Excerpted text:
This is not the sort of ghost story you probably swapped at a childhood sleepover. 

Journalist Tristan Redman has managed to weave a tapestry of spooky stuff into the podcast Ghost Story, a seven-part investigation that involves a faceless woman, supernatural phenomena, a murder, a dark family secret, and a Hollywood actor.

The actor is Hugh Dancy, and the journalist suspects he was haunted by Dancy's great-grandmother while living in his childhood home. 

Umm, what! 

Okay. How on earth did we get here? 

The origin of the Ghost Story podcast.

Ghost Story is another cracking podcast series from Wondery that's a wild ride from beginning to end. It begins with host and journalist Tristan Redman admitting he was haunted as a child. While living in an old Victorian house in London as a 16-year-old, he recalled odd things happening in his bedroom on the top floor. 

"I'd wake up and objects would have moved around the room. Particularly this one vase, I'd go to bed and it would be on the mantlepiece but then in the morning, it would be on the desk... the next morning I'd find it somewhere else" he said.

Stored entries
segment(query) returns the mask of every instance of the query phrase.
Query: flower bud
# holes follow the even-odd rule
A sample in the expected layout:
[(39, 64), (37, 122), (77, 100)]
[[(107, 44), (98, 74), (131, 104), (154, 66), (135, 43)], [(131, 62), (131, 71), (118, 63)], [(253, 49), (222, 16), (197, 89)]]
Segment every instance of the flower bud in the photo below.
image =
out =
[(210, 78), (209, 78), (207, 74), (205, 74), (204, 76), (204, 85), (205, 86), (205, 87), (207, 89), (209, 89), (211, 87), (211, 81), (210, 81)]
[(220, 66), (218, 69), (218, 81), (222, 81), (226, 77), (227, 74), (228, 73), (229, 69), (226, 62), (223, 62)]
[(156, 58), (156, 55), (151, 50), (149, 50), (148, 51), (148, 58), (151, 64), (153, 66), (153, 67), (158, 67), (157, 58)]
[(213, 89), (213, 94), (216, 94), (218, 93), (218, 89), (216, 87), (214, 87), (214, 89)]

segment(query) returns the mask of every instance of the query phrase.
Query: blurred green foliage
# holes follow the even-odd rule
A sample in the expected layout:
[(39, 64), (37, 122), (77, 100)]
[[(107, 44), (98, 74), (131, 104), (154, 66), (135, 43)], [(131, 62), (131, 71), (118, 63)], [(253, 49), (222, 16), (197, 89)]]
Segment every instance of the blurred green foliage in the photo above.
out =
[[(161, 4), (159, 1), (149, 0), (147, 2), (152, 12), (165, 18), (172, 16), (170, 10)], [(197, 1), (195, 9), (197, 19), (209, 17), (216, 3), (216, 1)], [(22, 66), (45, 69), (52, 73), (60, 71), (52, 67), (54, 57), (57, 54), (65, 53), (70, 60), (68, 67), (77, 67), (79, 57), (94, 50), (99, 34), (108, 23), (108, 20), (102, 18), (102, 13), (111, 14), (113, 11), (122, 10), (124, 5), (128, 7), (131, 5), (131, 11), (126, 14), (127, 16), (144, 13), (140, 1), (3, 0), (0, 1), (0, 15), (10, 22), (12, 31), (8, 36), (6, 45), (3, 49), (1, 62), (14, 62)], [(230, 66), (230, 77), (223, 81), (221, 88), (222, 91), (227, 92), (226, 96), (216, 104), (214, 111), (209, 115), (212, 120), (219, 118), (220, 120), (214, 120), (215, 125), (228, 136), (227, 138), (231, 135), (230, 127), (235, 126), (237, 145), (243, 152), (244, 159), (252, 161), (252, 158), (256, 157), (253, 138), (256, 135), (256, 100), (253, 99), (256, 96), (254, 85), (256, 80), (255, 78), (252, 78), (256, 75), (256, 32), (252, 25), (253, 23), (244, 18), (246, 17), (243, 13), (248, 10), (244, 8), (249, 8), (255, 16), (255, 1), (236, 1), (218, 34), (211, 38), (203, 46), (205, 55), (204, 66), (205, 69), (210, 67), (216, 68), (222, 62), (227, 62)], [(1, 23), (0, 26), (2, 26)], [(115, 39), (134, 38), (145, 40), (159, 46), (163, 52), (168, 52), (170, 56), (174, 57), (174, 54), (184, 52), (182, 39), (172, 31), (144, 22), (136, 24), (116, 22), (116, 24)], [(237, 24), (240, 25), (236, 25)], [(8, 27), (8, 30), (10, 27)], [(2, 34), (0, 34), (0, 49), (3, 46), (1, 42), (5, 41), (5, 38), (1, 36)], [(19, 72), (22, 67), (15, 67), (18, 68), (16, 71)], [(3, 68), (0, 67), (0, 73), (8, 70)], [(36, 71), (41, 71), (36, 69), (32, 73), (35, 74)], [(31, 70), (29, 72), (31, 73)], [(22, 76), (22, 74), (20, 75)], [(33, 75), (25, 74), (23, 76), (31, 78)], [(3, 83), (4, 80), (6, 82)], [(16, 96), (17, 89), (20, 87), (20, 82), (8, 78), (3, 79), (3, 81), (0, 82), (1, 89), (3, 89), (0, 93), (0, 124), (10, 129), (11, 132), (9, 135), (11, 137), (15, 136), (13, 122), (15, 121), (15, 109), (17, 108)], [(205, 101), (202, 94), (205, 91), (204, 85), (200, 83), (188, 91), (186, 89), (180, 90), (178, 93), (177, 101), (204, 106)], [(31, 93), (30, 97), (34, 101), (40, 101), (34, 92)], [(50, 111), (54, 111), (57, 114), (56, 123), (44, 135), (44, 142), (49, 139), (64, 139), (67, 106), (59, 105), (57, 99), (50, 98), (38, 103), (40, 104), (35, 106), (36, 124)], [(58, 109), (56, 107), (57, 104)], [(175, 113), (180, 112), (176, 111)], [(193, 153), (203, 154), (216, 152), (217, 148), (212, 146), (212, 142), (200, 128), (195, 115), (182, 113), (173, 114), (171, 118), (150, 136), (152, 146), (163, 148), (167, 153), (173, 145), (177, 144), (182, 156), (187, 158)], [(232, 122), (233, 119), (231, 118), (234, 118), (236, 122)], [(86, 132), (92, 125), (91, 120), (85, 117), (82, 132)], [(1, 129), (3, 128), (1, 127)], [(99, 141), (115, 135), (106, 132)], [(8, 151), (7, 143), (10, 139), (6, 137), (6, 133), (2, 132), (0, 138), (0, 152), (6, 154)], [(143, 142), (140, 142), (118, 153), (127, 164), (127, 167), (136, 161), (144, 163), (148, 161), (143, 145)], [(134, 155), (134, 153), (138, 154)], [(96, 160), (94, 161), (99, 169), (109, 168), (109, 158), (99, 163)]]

Prompt: Reproduce word for word everything in the Ghost Story podcast piece from "Journalist Tristan Redman has" down to "Ghost Story podcast.".

Reply to the task:
Journalist Tristan Redman has managed to weave a tapestry of spooky stuff into the podcast Ghost Story, a seven-part investigation that involves a faceless woman, supernatural phenomena, a murder, a dark family secret, and a Hollywood actor.

The actor is Hugh Dancy, and the journalist suspects he was haunted by Dancy's great-grandmother while living in his childhood home. 

Umm, what! 

Okay. How on earth did we get here? 

The origin of the Ghost Story podcast.